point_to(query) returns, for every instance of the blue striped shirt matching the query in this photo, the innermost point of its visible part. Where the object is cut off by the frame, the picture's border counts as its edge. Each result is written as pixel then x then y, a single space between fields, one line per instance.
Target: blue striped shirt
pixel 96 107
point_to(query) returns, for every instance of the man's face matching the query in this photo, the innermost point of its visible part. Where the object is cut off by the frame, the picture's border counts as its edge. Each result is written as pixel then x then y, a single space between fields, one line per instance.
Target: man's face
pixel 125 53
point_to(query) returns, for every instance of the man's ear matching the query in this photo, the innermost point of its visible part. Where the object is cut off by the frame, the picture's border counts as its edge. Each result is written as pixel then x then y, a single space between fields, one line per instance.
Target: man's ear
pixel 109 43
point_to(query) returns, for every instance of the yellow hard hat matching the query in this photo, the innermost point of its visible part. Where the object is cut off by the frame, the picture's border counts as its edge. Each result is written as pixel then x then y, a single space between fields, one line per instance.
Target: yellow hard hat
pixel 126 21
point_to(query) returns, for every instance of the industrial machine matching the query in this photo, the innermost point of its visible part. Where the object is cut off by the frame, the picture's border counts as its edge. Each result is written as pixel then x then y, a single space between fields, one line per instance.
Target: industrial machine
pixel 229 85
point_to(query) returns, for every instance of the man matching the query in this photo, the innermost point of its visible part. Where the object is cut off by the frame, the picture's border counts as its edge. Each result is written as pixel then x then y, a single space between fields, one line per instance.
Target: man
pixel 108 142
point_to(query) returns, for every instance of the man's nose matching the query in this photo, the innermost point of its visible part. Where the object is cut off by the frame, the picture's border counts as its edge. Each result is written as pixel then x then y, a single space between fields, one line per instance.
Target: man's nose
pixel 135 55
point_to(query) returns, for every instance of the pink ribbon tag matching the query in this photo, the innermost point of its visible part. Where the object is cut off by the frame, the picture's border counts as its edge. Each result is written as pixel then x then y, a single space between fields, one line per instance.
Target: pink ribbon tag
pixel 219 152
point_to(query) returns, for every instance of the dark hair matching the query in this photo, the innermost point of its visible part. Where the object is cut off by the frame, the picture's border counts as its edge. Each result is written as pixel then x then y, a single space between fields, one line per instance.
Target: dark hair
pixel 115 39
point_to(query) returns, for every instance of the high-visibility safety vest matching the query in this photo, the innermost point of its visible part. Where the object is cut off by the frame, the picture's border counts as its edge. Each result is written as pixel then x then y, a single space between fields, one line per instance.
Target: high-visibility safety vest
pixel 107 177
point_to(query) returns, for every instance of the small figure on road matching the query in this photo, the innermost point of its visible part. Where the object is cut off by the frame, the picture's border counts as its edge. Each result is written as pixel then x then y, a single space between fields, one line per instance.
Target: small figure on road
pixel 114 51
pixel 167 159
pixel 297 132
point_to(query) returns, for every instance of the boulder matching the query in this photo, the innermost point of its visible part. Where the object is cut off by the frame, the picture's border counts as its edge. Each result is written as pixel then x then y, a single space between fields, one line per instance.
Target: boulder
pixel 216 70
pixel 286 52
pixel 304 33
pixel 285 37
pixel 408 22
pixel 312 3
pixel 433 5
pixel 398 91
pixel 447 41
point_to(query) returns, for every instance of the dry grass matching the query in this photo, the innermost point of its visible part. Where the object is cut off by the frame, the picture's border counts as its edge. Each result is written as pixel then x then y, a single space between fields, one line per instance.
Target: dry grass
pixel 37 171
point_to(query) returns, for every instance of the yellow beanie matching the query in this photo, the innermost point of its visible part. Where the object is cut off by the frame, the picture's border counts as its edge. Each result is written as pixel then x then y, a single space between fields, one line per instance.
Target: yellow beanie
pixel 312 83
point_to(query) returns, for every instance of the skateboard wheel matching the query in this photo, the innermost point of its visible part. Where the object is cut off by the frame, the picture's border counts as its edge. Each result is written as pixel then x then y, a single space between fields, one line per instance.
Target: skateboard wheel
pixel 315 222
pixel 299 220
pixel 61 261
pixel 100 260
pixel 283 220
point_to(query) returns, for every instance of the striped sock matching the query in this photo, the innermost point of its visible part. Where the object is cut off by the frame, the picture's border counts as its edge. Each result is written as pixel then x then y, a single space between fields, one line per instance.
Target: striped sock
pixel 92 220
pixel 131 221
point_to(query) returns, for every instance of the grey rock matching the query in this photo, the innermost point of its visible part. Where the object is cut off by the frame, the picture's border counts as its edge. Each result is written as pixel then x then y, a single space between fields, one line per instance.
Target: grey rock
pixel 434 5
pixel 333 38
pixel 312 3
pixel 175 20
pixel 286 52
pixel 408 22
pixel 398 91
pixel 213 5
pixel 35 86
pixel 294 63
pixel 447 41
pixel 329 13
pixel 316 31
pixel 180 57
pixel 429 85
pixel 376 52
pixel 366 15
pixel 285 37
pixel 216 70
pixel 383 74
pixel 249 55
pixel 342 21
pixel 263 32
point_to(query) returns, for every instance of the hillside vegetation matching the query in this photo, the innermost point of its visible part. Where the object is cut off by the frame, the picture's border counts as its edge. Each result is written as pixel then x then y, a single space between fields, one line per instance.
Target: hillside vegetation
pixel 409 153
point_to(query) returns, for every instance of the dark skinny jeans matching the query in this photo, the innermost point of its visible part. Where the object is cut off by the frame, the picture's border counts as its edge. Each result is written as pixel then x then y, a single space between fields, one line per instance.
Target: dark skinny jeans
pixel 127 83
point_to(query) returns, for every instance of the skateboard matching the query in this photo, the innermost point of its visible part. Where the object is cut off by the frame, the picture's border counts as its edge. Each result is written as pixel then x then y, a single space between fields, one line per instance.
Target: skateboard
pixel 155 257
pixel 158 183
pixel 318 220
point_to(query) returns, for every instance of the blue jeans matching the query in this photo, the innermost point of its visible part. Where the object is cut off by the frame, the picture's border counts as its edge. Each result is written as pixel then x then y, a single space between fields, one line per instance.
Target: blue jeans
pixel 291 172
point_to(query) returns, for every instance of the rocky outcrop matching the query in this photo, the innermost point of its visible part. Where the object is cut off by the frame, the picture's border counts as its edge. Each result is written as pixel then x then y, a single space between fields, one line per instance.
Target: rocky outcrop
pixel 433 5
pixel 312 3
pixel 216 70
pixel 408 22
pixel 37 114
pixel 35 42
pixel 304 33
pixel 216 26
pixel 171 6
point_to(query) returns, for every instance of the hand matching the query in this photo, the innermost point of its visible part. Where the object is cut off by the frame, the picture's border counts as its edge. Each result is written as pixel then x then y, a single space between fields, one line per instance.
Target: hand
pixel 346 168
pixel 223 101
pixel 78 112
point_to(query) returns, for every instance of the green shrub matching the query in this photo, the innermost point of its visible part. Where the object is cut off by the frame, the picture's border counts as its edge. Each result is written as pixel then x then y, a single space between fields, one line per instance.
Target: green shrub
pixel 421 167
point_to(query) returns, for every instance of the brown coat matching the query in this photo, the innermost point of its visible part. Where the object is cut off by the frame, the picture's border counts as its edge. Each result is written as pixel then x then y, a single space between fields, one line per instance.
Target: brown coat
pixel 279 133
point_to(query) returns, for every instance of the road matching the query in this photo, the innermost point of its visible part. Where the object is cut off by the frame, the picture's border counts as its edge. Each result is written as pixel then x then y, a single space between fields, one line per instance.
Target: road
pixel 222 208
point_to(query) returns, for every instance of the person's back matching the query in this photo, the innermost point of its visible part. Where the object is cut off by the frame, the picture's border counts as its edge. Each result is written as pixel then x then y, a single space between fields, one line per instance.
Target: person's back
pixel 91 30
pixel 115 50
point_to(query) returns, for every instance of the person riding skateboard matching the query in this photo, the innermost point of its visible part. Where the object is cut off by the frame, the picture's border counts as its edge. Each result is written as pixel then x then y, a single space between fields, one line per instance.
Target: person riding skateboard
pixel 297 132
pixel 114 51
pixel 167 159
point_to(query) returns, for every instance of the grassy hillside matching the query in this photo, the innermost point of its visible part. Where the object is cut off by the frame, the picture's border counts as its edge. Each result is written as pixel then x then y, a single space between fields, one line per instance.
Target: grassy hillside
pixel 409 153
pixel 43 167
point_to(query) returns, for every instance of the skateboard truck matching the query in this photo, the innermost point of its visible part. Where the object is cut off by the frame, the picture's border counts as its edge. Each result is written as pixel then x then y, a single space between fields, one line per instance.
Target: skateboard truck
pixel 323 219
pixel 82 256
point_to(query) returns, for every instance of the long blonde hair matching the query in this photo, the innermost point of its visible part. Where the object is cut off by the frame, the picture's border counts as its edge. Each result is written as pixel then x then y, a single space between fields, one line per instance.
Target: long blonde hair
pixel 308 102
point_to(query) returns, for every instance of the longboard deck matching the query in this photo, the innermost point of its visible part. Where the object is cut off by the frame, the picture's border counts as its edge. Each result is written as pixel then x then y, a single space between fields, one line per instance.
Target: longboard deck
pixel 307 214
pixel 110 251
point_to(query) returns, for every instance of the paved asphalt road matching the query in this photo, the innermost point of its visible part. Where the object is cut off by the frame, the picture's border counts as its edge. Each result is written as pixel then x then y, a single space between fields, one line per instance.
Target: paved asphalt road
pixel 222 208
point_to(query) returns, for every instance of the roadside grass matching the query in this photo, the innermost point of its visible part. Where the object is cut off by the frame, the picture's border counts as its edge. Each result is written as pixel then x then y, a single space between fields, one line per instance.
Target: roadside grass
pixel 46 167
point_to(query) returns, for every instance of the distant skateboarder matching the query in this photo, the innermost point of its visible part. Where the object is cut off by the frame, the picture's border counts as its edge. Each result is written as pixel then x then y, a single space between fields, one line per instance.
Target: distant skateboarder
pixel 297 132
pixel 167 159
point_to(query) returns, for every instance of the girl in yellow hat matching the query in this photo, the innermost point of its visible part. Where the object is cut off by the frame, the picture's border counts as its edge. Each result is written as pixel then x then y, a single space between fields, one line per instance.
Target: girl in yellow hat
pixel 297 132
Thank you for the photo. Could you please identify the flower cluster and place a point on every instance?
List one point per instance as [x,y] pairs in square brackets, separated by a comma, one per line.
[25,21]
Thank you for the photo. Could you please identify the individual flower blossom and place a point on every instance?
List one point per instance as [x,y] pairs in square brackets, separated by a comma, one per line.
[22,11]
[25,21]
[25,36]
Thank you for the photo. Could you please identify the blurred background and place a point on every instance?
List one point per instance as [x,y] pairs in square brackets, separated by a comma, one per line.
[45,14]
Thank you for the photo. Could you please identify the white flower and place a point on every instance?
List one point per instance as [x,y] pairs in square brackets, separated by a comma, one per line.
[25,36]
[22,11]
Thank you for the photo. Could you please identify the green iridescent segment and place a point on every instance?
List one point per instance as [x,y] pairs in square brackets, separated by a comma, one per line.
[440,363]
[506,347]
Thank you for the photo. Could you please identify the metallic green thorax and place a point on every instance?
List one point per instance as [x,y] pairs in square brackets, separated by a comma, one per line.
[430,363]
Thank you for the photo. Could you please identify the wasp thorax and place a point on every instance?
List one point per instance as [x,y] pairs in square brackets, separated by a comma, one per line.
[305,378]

:: Exercise requirements ::
Whenever the string "flower" shows up in a line above, copy that line.

:: Response to the exercise ::
Thank you for the photo. Could you please identify the flower cluster and place a point on every instance?
Thank you for the photo. Could you please identify the individual flower blossom and place a point on every instance?
Thank you for the photo. Could you please identify the white flower and place a point on every instance?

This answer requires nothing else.